EXTRACT PROVIDED:
RE: Devices as Virtual Web Services

Jumping into this thread, here are my thoughts reading it:

Re the discussion underway to rework some DAP APIs (at least) as
RESTful. Using a network resource abstraction for API's means that:
1) Every interface (including objects, methods, attributes, etc) are
accessed asynchronously
2) The WRE will need special design to shortcut local resources from
needing a hairpinned HTTP connection (performance killer otherwise)

Also re suggesting OAuth for policy validation:
1) It's not clear how OAuth would be used in for a device-local resource
use case. 
2) There is no explicit support in OAuth (current internet draft
http://tools.ietf.org/html/draft-hammer-oauth-10) for automated
authorization (there is support for automated repeat authorizations).
This prevents a trust-domain based approach toward an unobtrusive user
experience in which unprompted access to API's is available to trusted
applications. At the least there would need to be a revision of the
draft to indicate how a policy engine could act on behalf of the user.

DATASET ENTRIES:
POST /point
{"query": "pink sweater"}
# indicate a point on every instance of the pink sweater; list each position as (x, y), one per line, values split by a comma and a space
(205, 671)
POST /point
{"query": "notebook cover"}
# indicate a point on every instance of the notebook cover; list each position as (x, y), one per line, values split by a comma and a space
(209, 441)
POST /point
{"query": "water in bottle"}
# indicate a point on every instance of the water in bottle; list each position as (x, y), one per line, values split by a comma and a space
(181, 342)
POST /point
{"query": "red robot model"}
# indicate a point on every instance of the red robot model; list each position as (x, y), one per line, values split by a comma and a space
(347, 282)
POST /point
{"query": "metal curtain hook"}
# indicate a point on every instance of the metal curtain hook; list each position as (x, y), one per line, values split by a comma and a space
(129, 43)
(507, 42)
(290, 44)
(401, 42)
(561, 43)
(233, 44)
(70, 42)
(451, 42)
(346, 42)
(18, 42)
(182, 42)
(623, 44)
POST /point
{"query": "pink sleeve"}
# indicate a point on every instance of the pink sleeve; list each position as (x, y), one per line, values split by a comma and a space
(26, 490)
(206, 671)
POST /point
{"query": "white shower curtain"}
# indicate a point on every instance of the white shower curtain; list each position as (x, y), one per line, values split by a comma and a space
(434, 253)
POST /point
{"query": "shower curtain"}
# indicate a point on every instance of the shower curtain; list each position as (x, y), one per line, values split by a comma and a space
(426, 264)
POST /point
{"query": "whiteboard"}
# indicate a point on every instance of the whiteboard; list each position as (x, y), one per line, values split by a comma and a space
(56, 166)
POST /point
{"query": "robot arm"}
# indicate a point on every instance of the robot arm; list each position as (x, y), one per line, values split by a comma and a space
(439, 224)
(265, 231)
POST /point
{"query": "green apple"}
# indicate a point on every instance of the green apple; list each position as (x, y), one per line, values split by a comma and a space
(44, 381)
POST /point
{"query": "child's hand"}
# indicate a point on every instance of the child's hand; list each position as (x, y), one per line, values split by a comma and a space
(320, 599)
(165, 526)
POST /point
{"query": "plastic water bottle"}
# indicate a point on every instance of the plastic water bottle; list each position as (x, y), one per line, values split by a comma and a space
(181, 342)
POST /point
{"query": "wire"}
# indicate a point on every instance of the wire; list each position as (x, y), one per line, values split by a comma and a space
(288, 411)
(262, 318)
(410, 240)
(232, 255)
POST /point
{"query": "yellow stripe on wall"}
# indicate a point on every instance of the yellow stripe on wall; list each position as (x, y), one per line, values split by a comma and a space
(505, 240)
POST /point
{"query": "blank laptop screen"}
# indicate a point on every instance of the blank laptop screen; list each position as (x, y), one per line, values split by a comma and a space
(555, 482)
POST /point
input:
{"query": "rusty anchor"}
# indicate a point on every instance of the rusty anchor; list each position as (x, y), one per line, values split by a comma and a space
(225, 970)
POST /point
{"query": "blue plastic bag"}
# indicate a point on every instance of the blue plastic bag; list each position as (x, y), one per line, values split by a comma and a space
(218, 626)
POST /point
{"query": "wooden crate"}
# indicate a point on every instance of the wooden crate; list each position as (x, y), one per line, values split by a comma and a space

TASK PROMPT: Resume the reply about devices as virtual web services, continuing after its final sentence.

FINAL RESULT:
In that case (at least when the policy engine is device-local, there is
no need for a "redirection-based user-agent process for end-users to
authorize client access to their resources" (per OAuth draft).

>From a more fundamental perspective, on how this proposal might affect
DAP and W3C overall: In principle I understand the objective of viewing
API's simply as ways to access resources, and abstracting the provider.
That's consistent with the concept of the web as a distributed resource
environment, with little or no presumption on local resources except
perhaps for some caching. That however involves a fundamentally
different set of goals and concerns than the work which motivated DAP's
formation, i.e. as represented in the Javascript API's for web clients
as developed for BONDI etc. Such a refocus would be closer in spirit to
the work underway in the Webapps group on "Web APIs". Even there though
(and in HTML5 itself), there are clearly some API's that are not
"RESTful". The decision thus over which API's should be RESTful is key
(if we aren't signaling a universal shift to a new API concept for web
clients, e.g. something realized in HTML6+), and that I think is
something that takes a much broader and longer view than accommodated in
the DAP charter.

Thanks, 
Bryan Sullivan | AT&T

-----Original Message-----
From: public-device-apis-request@w3.org
[mailto:public-device-apis-request@w3.org] On Behalf Of Frederick Hirsch
Sent: Wednesday, February 10, 2010 5:34 AM
To: ext Thomas Roessler
Cc: Frederick Hirsch; Robin Berjon; public-device-apis@w3.org
Subject: Re: Devices as Virtual Web Services

Can you or someone else please take an action to provide a more  
detailed proposal of how OAuth might apply in this case?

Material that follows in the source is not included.